(Data provided begins)
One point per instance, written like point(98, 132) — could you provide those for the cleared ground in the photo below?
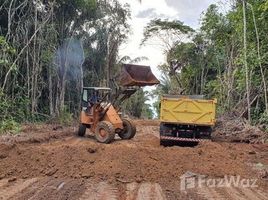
point(43, 163)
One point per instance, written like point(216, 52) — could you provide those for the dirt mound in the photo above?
point(38, 134)
point(147, 122)
point(236, 130)
point(71, 166)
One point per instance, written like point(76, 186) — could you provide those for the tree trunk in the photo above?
point(245, 61)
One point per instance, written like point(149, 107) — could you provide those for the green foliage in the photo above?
point(212, 63)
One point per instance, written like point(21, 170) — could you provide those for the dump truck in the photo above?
point(100, 113)
point(187, 119)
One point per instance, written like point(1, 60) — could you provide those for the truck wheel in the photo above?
point(104, 132)
point(129, 130)
point(82, 130)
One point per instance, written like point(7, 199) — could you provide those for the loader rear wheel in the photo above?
point(82, 130)
point(129, 130)
point(104, 132)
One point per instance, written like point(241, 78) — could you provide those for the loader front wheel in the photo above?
point(104, 132)
point(82, 130)
point(129, 130)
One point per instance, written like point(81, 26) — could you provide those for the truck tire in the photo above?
point(104, 132)
point(82, 130)
point(129, 130)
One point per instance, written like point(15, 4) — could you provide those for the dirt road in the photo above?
point(55, 164)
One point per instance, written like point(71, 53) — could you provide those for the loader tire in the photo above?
point(82, 130)
point(104, 132)
point(129, 130)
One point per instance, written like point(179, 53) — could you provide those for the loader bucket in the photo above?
point(137, 75)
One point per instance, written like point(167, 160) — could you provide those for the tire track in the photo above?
point(100, 191)
point(9, 190)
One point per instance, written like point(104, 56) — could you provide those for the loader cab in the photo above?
point(93, 95)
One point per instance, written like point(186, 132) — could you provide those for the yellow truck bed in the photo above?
point(186, 110)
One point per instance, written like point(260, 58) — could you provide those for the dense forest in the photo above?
point(50, 49)
point(226, 58)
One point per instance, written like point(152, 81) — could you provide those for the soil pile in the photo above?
point(236, 130)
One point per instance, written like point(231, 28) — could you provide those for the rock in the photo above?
point(92, 150)
point(12, 179)
point(2, 156)
point(252, 152)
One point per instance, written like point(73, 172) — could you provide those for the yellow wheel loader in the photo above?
point(101, 115)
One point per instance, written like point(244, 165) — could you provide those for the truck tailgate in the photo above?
point(188, 111)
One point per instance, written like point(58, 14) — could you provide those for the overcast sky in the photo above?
point(187, 11)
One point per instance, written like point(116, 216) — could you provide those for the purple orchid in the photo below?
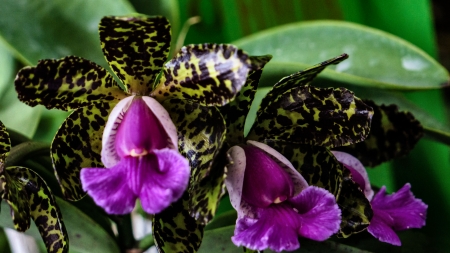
point(274, 203)
point(139, 146)
point(394, 212)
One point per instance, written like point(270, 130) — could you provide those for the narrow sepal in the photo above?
point(236, 111)
point(201, 132)
point(316, 116)
point(5, 144)
point(77, 145)
point(356, 209)
point(393, 134)
point(209, 74)
point(316, 164)
point(67, 84)
point(175, 230)
point(41, 207)
point(300, 78)
point(136, 49)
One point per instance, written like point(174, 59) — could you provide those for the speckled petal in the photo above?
point(393, 134)
point(359, 173)
point(236, 111)
point(40, 205)
point(209, 74)
point(316, 116)
point(136, 49)
point(67, 84)
point(77, 145)
point(201, 132)
point(5, 143)
point(109, 188)
point(175, 230)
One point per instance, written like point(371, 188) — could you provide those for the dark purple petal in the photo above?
point(405, 210)
point(321, 216)
point(265, 182)
point(276, 228)
point(359, 173)
point(381, 230)
point(109, 188)
point(165, 183)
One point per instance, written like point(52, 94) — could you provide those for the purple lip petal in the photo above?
point(267, 181)
point(275, 229)
point(380, 230)
point(235, 176)
point(109, 189)
point(140, 131)
point(405, 210)
point(321, 216)
point(109, 155)
point(298, 180)
point(359, 173)
point(165, 185)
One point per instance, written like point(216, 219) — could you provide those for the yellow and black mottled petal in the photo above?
point(5, 143)
point(42, 208)
point(68, 83)
point(316, 164)
point(356, 209)
point(78, 145)
point(209, 74)
point(136, 49)
point(16, 196)
point(326, 117)
point(201, 133)
point(393, 134)
point(175, 230)
point(300, 78)
point(236, 111)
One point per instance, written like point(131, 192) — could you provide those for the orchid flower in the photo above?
point(394, 212)
point(275, 204)
point(134, 133)
point(29, 197)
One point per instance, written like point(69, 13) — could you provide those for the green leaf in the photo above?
point(219, 240)
point(9, 103)
point(377, 59)
point(393, 134)
point(84, 236)
point(53, 29)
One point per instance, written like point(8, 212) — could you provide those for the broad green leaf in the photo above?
point(201, 132)
point(9, 103)
point(219, 240)
point(84, 236)
point(393, 134)
point(53, 29)
point(377, 59)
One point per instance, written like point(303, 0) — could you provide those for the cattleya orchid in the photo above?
point(275, 204)
point(28, 196)
point(302, 122)
point(130, 132)
point(395, 212)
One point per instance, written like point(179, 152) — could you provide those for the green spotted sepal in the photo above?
point(210, 74)
point(326, 117)
point(29, 197)
point(355, 207)
point(393, 134)
point(201, 133)
point(236, 111)
point(175, 230)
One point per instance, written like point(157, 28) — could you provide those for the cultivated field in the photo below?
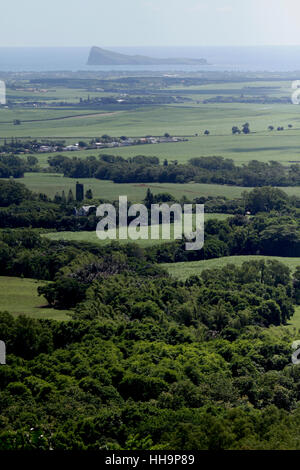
point(187, 269)
point(50, 184)
point(91, 237)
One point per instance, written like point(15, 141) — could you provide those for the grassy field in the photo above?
point(91, 237)
point(50, 184)
point(19, 296)
point(184, 120)
point(187, 269)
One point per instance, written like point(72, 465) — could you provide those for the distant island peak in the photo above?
point(99, 56)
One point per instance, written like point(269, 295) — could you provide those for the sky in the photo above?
point(149, 23)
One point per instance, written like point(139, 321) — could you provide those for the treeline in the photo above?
point(154, 363)
point(14, 166)
point(209, 170)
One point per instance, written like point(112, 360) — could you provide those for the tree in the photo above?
point(246, 128)
point(70, 197)
point(149, 199)
point(89, 194)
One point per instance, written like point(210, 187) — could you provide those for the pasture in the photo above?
point(19, 296)
point(91, 237)
point(184, 270)
point(51, 183)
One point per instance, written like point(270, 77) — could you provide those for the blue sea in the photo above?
point(43, 59)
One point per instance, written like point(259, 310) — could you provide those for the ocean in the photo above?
point(251, 59)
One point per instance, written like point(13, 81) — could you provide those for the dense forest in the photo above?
point(147, 361)
point(211, 170)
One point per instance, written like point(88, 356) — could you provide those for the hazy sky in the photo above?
point(149, 22)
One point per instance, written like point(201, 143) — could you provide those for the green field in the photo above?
point(91, 237)
point(19, 296)
point(50, 184)
point(187, 269)
point(184, 120)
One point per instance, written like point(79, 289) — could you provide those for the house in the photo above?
point(83, 211)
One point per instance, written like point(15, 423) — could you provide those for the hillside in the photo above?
point(99, 56)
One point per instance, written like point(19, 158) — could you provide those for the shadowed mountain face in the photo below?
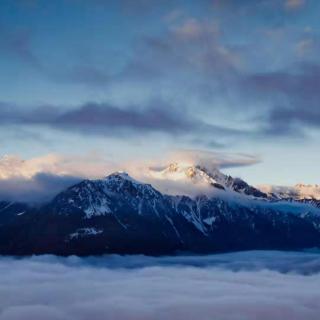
point(121, 215)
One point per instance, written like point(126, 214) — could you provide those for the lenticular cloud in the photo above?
(Data provided ends)
Assigned task
Every last line above must be reproduced as written, and no pictures belong in the copy.

Result of the task
One point per instance, written like point(98, 132) — could you provide those for the cleared ground in the photo below?
point(43, 163)
One point per instance, written like point(216, 52) — could you provide those for the dirt mound in the photo above?
point(38, 134)
point(147, 122)
point(236, 130)
point(71, 166)
One point per instance, written like point(76, 186) — could you provide those for the tree trunk in the photo above?
point(245, 61)
One point per instance, written like point(149, 107) — could you provide those for the green foliage in the photo above?
point(212, 63)
One point per instance, written like point(21, 170) — could you provide those for the dump truck in the photo above?
point(100, 113)
point(187, 119)
One point per instance, written like point(1, 60) — could you provide those for the truck wheel in the photo above?
point(104, 132)
point(129, 130)
point(82, 130)
One point per instance, written like point(7, 199) — could you provide those for the loader rear wheel in the photo above?
point(82, 130)
point(129, 130)
point(104, 132)
One point per instance, written like point(241, 78) — could you provide those for the loader front wheel in the photo above?
point(104, 132)
point(82, 130)
point(129, 130)
One point per instance, written like point(81, 26) — could you provide those for the truck tire in the photo above?
point(104, 132)
point(82, 130)
point(129, 130)
One point per instance, written like point(15, 4) — could you provide those for the dirt road in the photo above?
point(55, 164)
One point per instance, written like point(71, 53) — could you provide those for the loader tire in the photo above?
point(82, 130)
point(104, 132)
point(129, 130)
One point per instance, written like point(179, 53) — could you provide those for the loader bucket in the photo above?
point(137, 75)
One point per instance, written like point(167, 160) — could you provide those for the tire track in the photo above?
point(100, 191)
point(9, 190)
One point per instance, written like point(104, 56) — could you provide those for the loader cab in the photo above?
point(93, 95)
One point per instance, written like point(186, 132) — could you provide those for the yellow truck bed in the photo above?
point(186, 110)
One point per instance, written like point(260, 58) — could you provide those for the dense forest in the photo above?
point(50, 49)
point(226, 58)
One point per instance, written like point(152, 81) — could you provide those for the soil pile in the photo above?
point(236, 130)
One point per instance, written like point(231, 28) — could you provide those for the rock in the photo above?
point(92, 150)
point(12, 179)
point(2, 156)
point(252, 152)
One point per instance, written like point(73, 172) — could you provide those for the yellow wheel loader in the photo above?
point(101, 115)
One point per instance, written like point(244, 165) — could you provide those for the truck tailgate in the photo above?
point(188, 111)
One point per instance, written like point(58, 14) — could you provide those for the overcast sky in the photo above?
point(187, 11)
One point per instance, written like point(116, 216) — could you provide those for the purple orchid in the photo below?
point(274, 203)
point(139, 146)
point(394, 212)
One point per instance, written like point(270, 130) — could you provide those for the narrow sepal in the photo above?
point(236, 111)
point(201, 132)
point(316, 116)
point(5, 144)
point(77, 145)
point(356, 209)
point(393, 134)
point(209, 74)
point(316, 164)
point(67, 84)
point(175, 230)
point(41, 207)
point(300, 78)
point(136, 49)
One point per instance, written like point(174, 59) — could you provide those for the speckled petal in the photo above?
point(393, 134)
point(359, 173)
point(236, 111)
point(40, 205)
point(209, 74)
point(316, 116)
point(136, 49)
point(67, 84)
point(77, 145)
point(201, 132)
point(5, 143)
point(109, 188)
point(175, 230)
One point per instance, written like point(371, 188) — could you provide those for the dark purple petal in the photo above?
point(405, 210)
point(321, 216)
point(265, 182)
point(276, 228)
point(359, 173)
point(381, 230)
point(109, 188)
point(165, 183)
One point per instance, written like point(52, 94) — could you provide those for the purple lip petal in the photo above?
point(267, 181)
point(275, 229)
point(380, 230)
point(235, 176)
point(109, 189)
point(140, 131)
point(405, 210)
point(321, 216)
point(109, 155)
point(298, 180)
point(359, 173)
point(165, 185)
One point per instance, written like point(216, 219) — could you provide those for the yellow and black mottled petal in the photo above?
point(5, 143)
point(42, 208)
point(68, 83)
point(316, 164)
point(356, 209)
point(78, 145)
point(209, 74)
point(136, 49)
point(16, 196)
point(326, 117)
point(201, 133)
point(393, 134)
point(175, 230)
point(300, 78)
point(236, 111)
One point per instance, written like point(131, 192) — could you provide those for the orchid flower in the photo above?
point(394, 212)
point(275, 204)
point(134, 133)
point(29, 197)
One point per instance, written like point(69, 13) — could you provide those for the green leaf in the photo above?
point(219, 240)
point(9, 103)
point(377, 59)
point(393, 134)
point(84, 236)
point(53, 29)
One point per instance, written like point(8, 212) — could you provide those for the broad green leaf in the photo above?
point(201, 132)
point(9, 103)
point(219, 240)
point(84, 236)
point(393, 134)
point(53, 29)
point(377, 59)
One point per instance, written like point(303, 0) — could you provide those for the cattleya orchid in the photo above?
point(275, 204)
point(28, 196)
point(302, 122)
point(130, 132)
point(395, 212)
One point per instance, written like point(179, 152) — could you provide those for the green spotted sepal in the photo above?
point(210, 74)
point(326, 117)
point(29, 197)
point(355, 207)
point(393, 134)
point(201, 133)
point(236, 111)
point(175, 230)
One point per instance, written like point(157, 28) — could you provide those for the cultivated field in the photo below?
point(187, 269)
point(50, 184)
point(91, 237)
One point per instance, written like point(15, 141) — could you provide those for the grassy field in the photo above?
point(91, 237)
point(50, 184)
point(19, 296)
point(184, 120)
point(187, 269)
One point per instance, written like point(72, 465) — could you provide those for the distant island peak in the photo above?
point(99, 56)
One point per instance, written like point(269, 295) — could you provide those for the sky in the photo above?
point(149, 23)
One point per instance, written like point(139, 321) — could you provide those for the treeline in the photo above?
point(154, 363)
point(14, 166)
point(209, 170)
One point per instance, written like point(112, 360) — could you provide those for the tree in the photo above?
point(246, 128)
point(70, 197)
point(149, 199)
point(89, 194)
One point per instance, written like point(210, 187) — could you provide those for the pasture in the photo above?
point(19, 296)
point(91, 237)
point(184, 270)
point(51, 183)
One point per instance, written like point(270, 77) — could you provide those for the blue sea in the photo above?
point(43, 59)
One point per instance, written like point(259, 310) — could you provide those for the ocean in the photo above?
point(251, 59)
One point per instance, written like point(13, 81) — could you provide those for the dense forest in the photo above?
point(147, 361)
point(211, 170)
One point per instance, written like point(88, 356) — could you provide those for the hazy sky in the photo above?
point(149, 22)
One point per instance, written like point(201, 143) — could you provide those for the green field in the photo above?
point(91, 237)
point(19, 296)
point(50, 184)
point(187, 269)
point(184, 120)
One point per instance, written like point(79, 289) — could you provide those for the house in the photo above?
point(83, 211)
One point per instance, written like point(15, 423) — could you provide those for the hillside in the photo above?
point(99, 56)
One point per instance, written like point(19, 158) — could you provide those for the shadowed mountain face in the photo below?
point(121, 215)
One point per instance, written like point(126, 214) — could you provide those for the lenticular cloud in the photo above?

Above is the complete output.